Data taken from a collection:
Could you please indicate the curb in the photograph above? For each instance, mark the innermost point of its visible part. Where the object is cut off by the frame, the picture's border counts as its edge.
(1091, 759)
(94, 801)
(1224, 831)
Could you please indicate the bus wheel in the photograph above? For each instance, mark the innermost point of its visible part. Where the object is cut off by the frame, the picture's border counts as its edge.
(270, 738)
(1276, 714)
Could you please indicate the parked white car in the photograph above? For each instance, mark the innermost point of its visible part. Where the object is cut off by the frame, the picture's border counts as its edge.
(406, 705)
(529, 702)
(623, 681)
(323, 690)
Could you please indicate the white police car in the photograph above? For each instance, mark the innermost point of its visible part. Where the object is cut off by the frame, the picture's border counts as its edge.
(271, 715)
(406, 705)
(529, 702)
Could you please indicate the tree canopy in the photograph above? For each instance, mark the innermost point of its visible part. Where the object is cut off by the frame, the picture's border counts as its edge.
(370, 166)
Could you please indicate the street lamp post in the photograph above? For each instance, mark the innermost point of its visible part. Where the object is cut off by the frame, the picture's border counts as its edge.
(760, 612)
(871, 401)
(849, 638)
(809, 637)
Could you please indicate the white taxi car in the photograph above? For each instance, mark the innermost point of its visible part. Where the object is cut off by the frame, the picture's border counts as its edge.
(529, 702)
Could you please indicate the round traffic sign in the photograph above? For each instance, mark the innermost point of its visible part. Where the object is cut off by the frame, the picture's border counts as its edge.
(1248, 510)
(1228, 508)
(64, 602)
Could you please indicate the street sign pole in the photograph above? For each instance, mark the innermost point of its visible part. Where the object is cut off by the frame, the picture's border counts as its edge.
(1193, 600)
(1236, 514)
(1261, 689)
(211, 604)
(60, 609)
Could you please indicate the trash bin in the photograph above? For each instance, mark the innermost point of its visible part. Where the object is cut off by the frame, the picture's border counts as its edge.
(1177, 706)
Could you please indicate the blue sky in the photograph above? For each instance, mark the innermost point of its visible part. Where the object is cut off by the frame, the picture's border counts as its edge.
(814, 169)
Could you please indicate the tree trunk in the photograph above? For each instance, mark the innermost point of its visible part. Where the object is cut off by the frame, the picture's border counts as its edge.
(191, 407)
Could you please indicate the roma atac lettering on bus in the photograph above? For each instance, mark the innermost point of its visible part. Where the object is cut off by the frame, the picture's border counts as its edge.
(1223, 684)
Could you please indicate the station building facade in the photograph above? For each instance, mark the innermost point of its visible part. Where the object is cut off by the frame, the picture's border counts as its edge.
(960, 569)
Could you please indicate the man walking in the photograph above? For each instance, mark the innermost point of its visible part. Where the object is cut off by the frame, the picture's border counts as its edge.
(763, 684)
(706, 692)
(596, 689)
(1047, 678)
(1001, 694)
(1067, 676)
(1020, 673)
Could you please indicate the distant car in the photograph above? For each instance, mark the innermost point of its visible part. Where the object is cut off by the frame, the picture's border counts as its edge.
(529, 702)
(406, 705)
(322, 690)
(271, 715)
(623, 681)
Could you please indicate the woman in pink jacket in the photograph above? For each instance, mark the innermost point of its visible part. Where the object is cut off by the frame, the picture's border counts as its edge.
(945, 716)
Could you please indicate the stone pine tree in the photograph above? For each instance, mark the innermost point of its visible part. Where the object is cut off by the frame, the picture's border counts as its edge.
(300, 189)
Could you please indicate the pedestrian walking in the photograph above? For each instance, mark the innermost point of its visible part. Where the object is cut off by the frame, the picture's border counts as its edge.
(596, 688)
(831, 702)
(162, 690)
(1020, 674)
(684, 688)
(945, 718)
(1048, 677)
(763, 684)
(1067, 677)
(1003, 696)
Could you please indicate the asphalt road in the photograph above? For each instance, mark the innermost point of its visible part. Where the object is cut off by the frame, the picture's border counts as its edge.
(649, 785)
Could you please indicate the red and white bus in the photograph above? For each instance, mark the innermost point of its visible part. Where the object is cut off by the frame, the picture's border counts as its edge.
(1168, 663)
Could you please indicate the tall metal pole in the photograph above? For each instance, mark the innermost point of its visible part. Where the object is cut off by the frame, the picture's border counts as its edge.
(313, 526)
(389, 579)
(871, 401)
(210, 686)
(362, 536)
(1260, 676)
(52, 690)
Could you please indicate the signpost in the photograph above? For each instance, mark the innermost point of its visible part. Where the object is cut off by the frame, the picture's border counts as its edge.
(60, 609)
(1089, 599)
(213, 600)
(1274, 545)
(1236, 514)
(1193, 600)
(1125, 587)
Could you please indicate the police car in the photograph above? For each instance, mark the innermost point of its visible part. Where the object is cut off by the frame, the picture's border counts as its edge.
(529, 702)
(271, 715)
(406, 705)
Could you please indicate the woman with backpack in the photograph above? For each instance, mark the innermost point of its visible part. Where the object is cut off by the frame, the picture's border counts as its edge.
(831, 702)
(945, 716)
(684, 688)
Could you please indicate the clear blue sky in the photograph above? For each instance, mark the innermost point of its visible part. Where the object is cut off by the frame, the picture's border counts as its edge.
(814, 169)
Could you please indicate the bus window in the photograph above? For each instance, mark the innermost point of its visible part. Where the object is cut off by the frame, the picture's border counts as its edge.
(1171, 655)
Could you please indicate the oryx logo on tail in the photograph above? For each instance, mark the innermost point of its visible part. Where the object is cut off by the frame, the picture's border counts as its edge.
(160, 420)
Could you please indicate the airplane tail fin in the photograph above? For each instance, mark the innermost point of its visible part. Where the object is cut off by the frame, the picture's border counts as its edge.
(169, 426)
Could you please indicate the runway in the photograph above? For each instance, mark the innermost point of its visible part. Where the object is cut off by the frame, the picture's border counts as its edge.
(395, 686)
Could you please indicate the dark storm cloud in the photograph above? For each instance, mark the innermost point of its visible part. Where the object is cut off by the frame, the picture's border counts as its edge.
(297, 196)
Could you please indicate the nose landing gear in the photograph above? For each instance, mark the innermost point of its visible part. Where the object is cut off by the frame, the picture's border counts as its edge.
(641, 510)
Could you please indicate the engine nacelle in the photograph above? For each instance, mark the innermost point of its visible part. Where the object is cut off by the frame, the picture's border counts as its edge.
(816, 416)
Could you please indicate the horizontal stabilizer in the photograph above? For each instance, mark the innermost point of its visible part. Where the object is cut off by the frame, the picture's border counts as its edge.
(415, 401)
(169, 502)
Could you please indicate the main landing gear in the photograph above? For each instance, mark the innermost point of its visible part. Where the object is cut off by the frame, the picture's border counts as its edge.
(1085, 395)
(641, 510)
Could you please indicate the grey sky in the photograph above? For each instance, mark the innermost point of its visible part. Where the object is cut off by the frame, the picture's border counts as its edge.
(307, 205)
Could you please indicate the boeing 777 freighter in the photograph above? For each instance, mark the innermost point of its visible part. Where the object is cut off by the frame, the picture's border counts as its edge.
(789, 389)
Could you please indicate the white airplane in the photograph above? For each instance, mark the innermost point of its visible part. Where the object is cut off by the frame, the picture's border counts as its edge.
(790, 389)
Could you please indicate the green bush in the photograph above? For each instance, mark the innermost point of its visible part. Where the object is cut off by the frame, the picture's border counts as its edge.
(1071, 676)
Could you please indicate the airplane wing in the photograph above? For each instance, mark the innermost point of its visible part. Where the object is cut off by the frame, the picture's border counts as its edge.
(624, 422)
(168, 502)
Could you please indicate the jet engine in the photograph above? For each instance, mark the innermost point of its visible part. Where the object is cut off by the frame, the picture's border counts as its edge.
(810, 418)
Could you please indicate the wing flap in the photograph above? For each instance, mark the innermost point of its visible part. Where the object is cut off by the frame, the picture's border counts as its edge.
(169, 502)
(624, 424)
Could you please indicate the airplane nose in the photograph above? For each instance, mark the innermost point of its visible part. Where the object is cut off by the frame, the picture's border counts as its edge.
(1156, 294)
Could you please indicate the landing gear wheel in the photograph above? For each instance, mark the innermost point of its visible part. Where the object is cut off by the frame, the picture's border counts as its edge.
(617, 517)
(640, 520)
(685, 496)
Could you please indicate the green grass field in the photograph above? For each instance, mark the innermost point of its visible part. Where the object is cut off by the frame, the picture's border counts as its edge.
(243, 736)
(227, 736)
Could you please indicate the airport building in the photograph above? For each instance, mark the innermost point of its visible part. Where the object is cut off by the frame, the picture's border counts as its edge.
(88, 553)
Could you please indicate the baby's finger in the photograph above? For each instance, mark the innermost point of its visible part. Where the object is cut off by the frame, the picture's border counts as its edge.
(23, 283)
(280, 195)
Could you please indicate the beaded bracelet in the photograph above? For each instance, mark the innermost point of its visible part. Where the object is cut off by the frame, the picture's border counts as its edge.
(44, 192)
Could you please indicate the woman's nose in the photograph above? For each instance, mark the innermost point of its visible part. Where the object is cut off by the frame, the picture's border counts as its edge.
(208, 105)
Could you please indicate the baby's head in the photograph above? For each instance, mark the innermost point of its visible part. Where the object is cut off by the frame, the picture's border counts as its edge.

WORK TO COMPLETE:
Can you reproduce the data verbatim, from the line containing "Could you please indicate the round" up to and including the line containing "(1020, 673)"?

COMPLETE OUTPUT:
Could you please indicate the round traffic sign in the photograph above? For each instance, mark the innermost point of its visible part. Where the object is cut off by the frame, the picture's border counts as its edge.
(1248, 510)
(1228, 508)
(64, 602)
Could you please indicate the street sign pole in the photograph above? For each instance, mark the innermost point of its visible part. Where the object is cut off by the frame, the picture's border counts as its edge.
(1193, 600)
(1236, 514)
(1261, 689)
(211, 604)
(60, 609)
Could you please indicate the trash bin in the photograph above? For each instance, mark the innermost point of its visible part. Where the object is cut off by the frame, the picture's border counts as its edge.
(1177, 706)
Could you please indicate the blue sky in the photograph above? For each instance, mark the innermost point of its visible part. Where the object is cut off by the frame, the picture's border counts as its edge.
(814, 169)
Could you please indicate the tree trunk in the photograph above? For each instance, mark the innermost point of its visible part. Where the object is cut off by the frame, the picture's border counts as its edge.
(191, 407)
Could you please indicate the roma atac lettering on bus in the photograph above? For each instance, mark the innermost point of its visible part. Where the object is cut off by the frame, the picture's border counts as its edge.
(1223, 684)
Could you please indicate the station building facade in the photograph above? For each instance, mark the innermost point of its visible part. Where the object is cut off by the frame, the picture's border counts as its edge.
(960, 569)
Could you please indicate the man walking in the photograph above? For each instance, mark the innermost point of its visible part. Where the object is cut off by the frame, the picture's border counts as its edge.
(763, 684)
(706, 692)
(596, 689)
(1047, 678)
(1001, 694)
(1067, 676)
(1020, 673)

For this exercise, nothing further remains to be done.